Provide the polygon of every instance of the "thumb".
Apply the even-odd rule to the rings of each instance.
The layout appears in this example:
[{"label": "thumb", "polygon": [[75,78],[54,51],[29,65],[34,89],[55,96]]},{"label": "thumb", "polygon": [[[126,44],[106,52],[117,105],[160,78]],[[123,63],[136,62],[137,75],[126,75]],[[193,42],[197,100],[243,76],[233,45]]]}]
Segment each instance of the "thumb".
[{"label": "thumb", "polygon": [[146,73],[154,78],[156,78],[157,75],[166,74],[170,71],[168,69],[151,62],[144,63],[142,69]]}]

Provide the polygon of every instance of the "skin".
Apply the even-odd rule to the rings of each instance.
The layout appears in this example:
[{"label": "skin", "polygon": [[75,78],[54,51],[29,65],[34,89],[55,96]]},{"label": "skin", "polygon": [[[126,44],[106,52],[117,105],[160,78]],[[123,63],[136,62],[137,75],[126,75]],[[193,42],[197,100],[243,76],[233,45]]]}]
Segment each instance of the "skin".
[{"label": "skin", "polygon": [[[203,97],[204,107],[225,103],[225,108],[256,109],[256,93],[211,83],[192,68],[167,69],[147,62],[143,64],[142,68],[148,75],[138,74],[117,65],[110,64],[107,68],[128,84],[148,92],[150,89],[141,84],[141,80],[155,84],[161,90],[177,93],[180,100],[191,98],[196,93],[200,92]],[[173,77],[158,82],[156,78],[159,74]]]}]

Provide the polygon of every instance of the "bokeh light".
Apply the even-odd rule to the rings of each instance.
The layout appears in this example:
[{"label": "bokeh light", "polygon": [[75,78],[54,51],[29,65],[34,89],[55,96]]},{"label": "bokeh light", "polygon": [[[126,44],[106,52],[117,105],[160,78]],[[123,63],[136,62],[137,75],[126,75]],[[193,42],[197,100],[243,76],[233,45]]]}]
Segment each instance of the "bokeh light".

# Requirements:
Your task is to retype all of the records exactly.

# Correct result:
Provide the polygon of every instance of the "thumb".
Apply the even-odd rule to the rings of each instance.
The layout appears in this example:
[{"label": "thumb", "polygon": [[75,78],[54,51],[29,65],[34,89],[55,96]]},{"label": "thumb", "polygon": [[[126,44],[106,52],[117,105],[160,78]],[[123,63],[136,62],[137,75],[126,75]],[[193,42],[197,100],[243,76],[233,45]]]}]
Segment each instance of the "thumb".
[{"label": "thumb", "polygon": [[146,73],[154,78],[156,78],[157,75],[166,74],[170,71],[168,69],[151,62],[144,63],[142,69]]}]

Provide the polygon of every instance of the "skin".
Apply the even-odd rule to the rings of each instance.
The layout appears in this example:
[{"label": "skin", "polygon": [[75,78],[54,51],[29,65],[34,89],[55,96]]},{"label": "skin", "polygon": [[[126,44],[106,52],[117,105],[160,78]],[[123,63],[136,62],[137,75],[126,75]],[[193,42],[197,100],[243,76],[233,45]]]}]
Segment each instance of the "skin".
[{"label": "skin", "polygon": [[[203,97],[204,107],[225,103],[225,108],[256,109],[256,93],[211,83],[192,68],[167,69],[147,62],[143,64],[142,68],[148,75],[138,74],[117,65],[110,64],[107,68],[128,84],[148,92],[150,89],[141,84],[141,80],[155,84],[161,90],[177,93],[180,100],[191,98],[196,93],[200,92]],[[173,77],[158,82],[156,78],[159,74]]]}]

Provide the polygon of every instance of the "bokeh light".
Apply the even-odd rule to the rings of each instance.
The layout appears in this example:
[{"label": "bokeh light", "polygon": [[75,78],[54,51],[29,65],[34,89],[55,96]]},{"label": "bokeh light", "polygon": [[[126,44],[106,52],[117,105],[160,78]],[[123,63],[136,62],[137,75],[126,75]],[[193,42],[197,100],[243,76],[233,45]]]}]
Segment each instance of the "bokeh light".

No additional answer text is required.